Saved entries
****************
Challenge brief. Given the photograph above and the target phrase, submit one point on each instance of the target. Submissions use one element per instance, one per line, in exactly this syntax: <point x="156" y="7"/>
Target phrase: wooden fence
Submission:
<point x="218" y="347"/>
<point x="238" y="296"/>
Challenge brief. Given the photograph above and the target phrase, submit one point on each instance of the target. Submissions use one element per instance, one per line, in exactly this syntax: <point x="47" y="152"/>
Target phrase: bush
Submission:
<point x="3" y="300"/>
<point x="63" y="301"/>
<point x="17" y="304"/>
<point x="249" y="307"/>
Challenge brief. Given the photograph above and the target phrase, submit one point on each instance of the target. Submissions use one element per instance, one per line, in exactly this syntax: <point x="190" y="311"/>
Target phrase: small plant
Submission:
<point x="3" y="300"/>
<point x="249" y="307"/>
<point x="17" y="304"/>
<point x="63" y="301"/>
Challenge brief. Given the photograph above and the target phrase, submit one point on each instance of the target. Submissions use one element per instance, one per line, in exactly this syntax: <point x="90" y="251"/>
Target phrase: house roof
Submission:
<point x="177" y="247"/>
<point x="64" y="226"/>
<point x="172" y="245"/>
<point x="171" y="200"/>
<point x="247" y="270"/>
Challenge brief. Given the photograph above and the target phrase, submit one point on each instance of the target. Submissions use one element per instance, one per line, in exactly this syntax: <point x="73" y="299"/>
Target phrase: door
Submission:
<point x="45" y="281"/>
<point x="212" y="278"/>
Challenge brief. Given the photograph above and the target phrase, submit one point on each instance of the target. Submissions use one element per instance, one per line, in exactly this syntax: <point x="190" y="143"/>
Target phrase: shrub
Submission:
****************
▸ Requirement
Copy every record exactly, with nothing added or dropped.

▸ Answer area
Challenge brief. Given the photograph above and the target phrase, submit one point on each instance of the target. Submissions use one element per instance, one per line, in exactly this syntax: <point x="156" y="7"/>
Target phrase: wooden fence
Submission:
<point x="218" y="347"/>
<point x="238" y="296"/>
Challenge brief. Given the photograph above and the target phrase, submit one point on each instance of the target. Submissions use one element per instance, one per line, in exactly this syntax: <point x="47" y="152"/>
Target phrase: bush
Submission:
<point x="3" y="300"/>
<point x="63" y="301"/>
<point x="17" y="304"/>
<point x="249" y="307"/>
Challenge brief. Given the photograph above and the target phrase, submit one point on each instance of the target. Submissions use one element per instance, one per line, in exactly this syntax: <point x="190" y="311"/>
Target phrase: small plant
Submission:
<point x="3" y="300"/>
<point x="249" y="307"/>
<point x="17" y="304"/>
<point x="63" y="301"/>
Challenge brief. Given the photograph above and the target phrase, submit one point on each instance of the target. Submissions use one element per instance, one per line, in exactly this syntax: <point x="90" y="251"/>
Target phrase: house roof
Submission:
<point x="177" y="247"/>
<point x="64" y="226"/>
<point x="172" y="245"/>
<point x="171" y="200"/>
<point x="247" y="270"/>
Challenge brief. Given the photograph above and the target phrase, submit one point on each instance of the target. Submissions use one element per instance, one per line, in exactly this syntax: <point x="73" y="299"/>
Target phrase: door
Submission:
<point x="45" y="281"/>
<point x="212" y="278"/>
Challenge brief. Given the photograph above and the target phrase, submit one point on each instance of the target. Submissions use one element per instance, one per line, in exactly this syntax: <point x="190" y="143"/>
Target phrase: shrub
Submission:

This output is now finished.